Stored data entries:
───
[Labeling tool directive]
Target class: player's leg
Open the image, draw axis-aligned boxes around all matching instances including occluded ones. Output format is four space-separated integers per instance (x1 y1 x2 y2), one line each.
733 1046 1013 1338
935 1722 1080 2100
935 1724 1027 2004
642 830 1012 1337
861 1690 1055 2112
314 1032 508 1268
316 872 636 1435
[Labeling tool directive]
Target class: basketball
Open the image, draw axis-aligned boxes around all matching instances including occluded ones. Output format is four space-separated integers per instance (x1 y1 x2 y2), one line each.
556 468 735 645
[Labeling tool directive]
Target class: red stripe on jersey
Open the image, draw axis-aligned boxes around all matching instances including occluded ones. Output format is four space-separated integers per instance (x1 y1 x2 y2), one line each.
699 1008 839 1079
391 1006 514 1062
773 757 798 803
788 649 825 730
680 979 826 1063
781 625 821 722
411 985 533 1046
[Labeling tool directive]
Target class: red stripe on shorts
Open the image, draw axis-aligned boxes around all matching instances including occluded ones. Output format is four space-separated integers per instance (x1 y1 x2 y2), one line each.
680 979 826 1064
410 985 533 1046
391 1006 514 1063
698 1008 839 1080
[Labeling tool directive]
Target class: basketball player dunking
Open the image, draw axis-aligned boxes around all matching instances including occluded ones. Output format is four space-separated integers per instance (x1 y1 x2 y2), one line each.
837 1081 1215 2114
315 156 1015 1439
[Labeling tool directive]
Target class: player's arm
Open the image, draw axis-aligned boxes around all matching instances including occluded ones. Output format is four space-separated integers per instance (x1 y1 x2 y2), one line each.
───
Take the lines above and print them exactly.

[Labeling tool directive]
Target class: player's leg
Open the image, draw axis-aligned boxes around all matching instances including occluded ones. Output format is four space-separated integers per instance (x1 y1 x2 y2), one line each.
733 1046 1013 1338
935 1722 1080 2100
935 1724 1027 2004
642 830 1012 1337
861 1690 1055 2112
314 1032 508 1268
316 872 636 1435
[Labeling tool directive]
Target class: basketball
Open the image, draw axis-aligned boxes around all matching instances including occluded ones. Output format is four space-separated integers per instance (x1 y1 x2 y2), one line each.
556 468 735 645
[Labeling tool directive]
Target class: red stripe on jersey
Open the image, draw axis-aligned boxes around all matching instances including occluded ones. Output format is four space-separated integers per instance (x1 y1 x2 y2), one line each.
699 1008 839 1079
391 1006 514 1062
773 757 798 803
788 649 825 730
680 979 826 1063
781 625 821 722
411 985 533 1046
[Labeling tool directive]
Target class: red stripe on shorts
Open the image, draw axis-aligned boxes around all matching instances including occluded ones. Output format is four space-separated integers per instance (x1 y1 x2 y2), one line each.
680 979 826 1064
410 985 533 1046
391 1006 514 1063
698 1008 839 1080
[Labeling tool directive]
Target class: basketball player dunking
Open the image, draw axis-aligned boxes around all matching instances including occluded ones. Output format is four space-separated integers per instance (x1 y1 x2 y2), one line each.
837 1081 1215 2114
315 156 1015 1439
[Labeling tool directive]
Target class: player's arm
Open the image, draw axis-aligned boxes around all matching instances including occluded ones. Output format is four space-separated integers per instance (x1 y1 x2 y2), one line each.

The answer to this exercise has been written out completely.